什么是xml
XML 指可扩展标记语言(eXtensible Markup Language)。
XML 被设计用来传输和存储数据。
XML是一套定义语义标记的规则,这些标记将文档分成许多部件并对这些部件加以标识。
它也是元标记语言,即定义了用于定义其他与特定领域有关的、语义的、结构化的标记语言的句法语言。
要注意xml语法规范:
1.标签成对出现
2.区分大小写
3.标签要正确嵌套
4.开始部分必须是
<?xml version="1.0" encoding="utf-8"?>
#xml用什么写都行 要是出现乱码 把utf-8换成gbk
5.只能有一个根节点
6.节点可以有属性
DTD(Document Type Definition):约束XML文件的节点 通俗的理解是规定我们xml文件该怎么样去写
<!DOCTYPE students [ # students是根节点
<!ELEMENT students (student+)> # +代表可以一个或者多个
<!ELEMENT student (name+,age,sex)>
<!ELEMENT name (#PCDATA)>
<!ELEMENT age (#PCDATA)>
<!ELEMENT sex (#PCDATA)>
<!ATTLIST student id CDATA #REQUIRED>
# ATTLIST属性的意思 CDATA是纯文本的意思
# student节点有属性属性名字叫id,属性的值是纯文本
]>
#REQUIRED(必需的),#IMPLIED(不是必需的),#FIXED(属性值是固定的)

练习任务:
判断下列三个说法是否与上文介绍XML的文字相符,每项答“是”或“否”,并引用文中起决定作用的原话。
(a) XML 区分大小写。
(b) 一个 XML 文件可以有多个根节点。
(c) 在 DTD 中,#IMPLIED 表示该属性是必需的。

提取材料:

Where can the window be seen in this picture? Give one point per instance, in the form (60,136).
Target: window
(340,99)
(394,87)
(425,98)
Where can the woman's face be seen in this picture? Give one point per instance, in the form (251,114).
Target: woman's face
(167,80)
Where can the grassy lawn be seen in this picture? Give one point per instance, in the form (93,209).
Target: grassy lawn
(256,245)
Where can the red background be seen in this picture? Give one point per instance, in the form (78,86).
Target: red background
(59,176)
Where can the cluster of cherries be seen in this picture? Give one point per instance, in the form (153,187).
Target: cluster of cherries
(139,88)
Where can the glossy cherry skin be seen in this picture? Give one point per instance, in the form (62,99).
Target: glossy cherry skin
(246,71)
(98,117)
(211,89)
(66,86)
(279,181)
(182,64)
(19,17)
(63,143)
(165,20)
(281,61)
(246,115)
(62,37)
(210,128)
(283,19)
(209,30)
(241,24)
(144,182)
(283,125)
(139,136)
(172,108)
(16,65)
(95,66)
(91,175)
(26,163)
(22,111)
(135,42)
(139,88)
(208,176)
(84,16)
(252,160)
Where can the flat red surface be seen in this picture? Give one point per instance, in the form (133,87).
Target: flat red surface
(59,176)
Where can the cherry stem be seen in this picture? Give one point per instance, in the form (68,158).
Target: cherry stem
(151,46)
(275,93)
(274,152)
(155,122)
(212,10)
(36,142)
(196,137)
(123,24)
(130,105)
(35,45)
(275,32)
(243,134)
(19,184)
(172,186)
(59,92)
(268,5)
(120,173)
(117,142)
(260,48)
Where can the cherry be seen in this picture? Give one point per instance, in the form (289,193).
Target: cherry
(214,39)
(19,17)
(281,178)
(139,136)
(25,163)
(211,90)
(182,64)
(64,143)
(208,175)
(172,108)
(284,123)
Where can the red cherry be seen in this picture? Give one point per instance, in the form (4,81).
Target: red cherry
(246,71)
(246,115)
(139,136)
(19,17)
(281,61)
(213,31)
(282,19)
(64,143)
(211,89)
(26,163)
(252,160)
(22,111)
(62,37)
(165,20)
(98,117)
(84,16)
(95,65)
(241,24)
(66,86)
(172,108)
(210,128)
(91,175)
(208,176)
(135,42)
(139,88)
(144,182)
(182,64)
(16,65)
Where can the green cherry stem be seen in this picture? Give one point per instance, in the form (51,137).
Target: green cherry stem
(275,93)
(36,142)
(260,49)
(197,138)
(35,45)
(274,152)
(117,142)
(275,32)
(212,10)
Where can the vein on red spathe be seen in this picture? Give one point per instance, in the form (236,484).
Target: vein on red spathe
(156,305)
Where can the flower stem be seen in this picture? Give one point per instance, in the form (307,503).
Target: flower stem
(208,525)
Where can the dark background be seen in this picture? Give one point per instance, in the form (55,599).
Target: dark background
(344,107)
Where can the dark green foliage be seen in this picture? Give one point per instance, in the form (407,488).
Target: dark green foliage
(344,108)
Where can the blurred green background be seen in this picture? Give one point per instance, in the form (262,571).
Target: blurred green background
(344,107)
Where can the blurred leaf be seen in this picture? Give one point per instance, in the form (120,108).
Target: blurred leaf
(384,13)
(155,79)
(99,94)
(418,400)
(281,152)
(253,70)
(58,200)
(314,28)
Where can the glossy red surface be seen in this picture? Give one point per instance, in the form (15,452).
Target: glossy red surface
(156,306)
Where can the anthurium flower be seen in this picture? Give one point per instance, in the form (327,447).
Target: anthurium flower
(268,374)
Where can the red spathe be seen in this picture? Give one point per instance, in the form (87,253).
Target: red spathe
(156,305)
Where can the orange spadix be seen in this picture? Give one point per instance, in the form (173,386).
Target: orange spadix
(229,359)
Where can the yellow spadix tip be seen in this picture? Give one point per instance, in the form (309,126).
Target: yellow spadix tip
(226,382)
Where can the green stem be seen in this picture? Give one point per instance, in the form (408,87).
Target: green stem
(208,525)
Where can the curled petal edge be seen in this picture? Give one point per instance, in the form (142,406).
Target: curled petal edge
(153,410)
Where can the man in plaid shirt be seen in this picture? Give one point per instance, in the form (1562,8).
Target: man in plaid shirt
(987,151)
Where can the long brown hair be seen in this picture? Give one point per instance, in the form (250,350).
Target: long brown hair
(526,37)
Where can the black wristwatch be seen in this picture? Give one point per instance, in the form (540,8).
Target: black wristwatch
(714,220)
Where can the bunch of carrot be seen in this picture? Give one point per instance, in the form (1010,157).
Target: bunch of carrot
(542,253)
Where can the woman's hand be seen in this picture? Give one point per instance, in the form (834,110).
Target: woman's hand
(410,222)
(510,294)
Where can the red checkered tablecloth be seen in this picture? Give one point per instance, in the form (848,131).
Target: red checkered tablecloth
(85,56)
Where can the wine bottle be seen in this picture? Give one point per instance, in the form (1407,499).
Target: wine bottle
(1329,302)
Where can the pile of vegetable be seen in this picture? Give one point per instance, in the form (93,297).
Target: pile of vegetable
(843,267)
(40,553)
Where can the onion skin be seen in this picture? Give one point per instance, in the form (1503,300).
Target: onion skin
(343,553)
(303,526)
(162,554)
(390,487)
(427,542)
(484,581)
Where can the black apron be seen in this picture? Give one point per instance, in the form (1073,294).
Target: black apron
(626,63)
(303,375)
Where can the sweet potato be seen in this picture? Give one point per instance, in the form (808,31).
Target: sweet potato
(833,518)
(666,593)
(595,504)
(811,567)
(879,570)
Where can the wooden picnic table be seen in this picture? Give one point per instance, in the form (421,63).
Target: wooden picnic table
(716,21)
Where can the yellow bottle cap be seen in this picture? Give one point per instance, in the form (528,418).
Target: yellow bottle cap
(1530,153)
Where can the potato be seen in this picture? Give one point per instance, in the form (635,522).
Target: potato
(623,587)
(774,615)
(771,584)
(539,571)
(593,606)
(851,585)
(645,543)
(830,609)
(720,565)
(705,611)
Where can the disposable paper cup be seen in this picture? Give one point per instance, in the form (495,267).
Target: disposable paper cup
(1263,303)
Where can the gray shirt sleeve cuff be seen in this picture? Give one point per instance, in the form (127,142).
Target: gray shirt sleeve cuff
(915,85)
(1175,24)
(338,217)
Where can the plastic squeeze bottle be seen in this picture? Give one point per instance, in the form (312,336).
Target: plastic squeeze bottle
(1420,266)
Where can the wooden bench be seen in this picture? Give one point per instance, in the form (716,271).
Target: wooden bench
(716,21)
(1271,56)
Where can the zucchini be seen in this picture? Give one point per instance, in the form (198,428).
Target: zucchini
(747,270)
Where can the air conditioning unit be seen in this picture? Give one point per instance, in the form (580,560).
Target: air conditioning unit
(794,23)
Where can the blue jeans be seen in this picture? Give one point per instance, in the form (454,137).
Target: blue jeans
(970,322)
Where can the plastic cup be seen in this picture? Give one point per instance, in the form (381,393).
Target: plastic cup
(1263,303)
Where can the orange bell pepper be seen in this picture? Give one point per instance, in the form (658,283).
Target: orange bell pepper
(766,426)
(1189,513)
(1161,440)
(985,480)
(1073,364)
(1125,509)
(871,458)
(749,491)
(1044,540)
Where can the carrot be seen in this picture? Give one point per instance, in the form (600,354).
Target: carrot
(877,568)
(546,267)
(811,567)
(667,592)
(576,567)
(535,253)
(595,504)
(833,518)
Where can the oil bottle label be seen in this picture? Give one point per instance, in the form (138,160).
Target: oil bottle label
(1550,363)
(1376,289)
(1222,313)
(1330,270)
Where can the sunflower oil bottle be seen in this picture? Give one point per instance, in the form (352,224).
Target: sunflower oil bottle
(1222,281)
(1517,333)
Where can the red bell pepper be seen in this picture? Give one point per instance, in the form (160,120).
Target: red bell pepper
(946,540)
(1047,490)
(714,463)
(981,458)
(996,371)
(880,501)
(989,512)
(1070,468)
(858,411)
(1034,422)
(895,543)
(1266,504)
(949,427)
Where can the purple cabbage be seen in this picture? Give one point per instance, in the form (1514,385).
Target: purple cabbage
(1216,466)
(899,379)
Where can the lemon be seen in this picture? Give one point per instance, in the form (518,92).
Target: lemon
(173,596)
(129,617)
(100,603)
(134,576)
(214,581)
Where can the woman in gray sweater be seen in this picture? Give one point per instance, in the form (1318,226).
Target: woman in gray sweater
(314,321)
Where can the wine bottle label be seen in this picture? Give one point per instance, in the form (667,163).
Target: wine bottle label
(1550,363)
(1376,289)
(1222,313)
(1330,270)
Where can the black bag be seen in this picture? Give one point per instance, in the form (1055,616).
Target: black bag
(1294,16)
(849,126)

最终结果:
(a) 是。“区分大小写”
(b) 否。“只能有一个根节点”
(c) 否。“#IMPLIED(不是必需的)”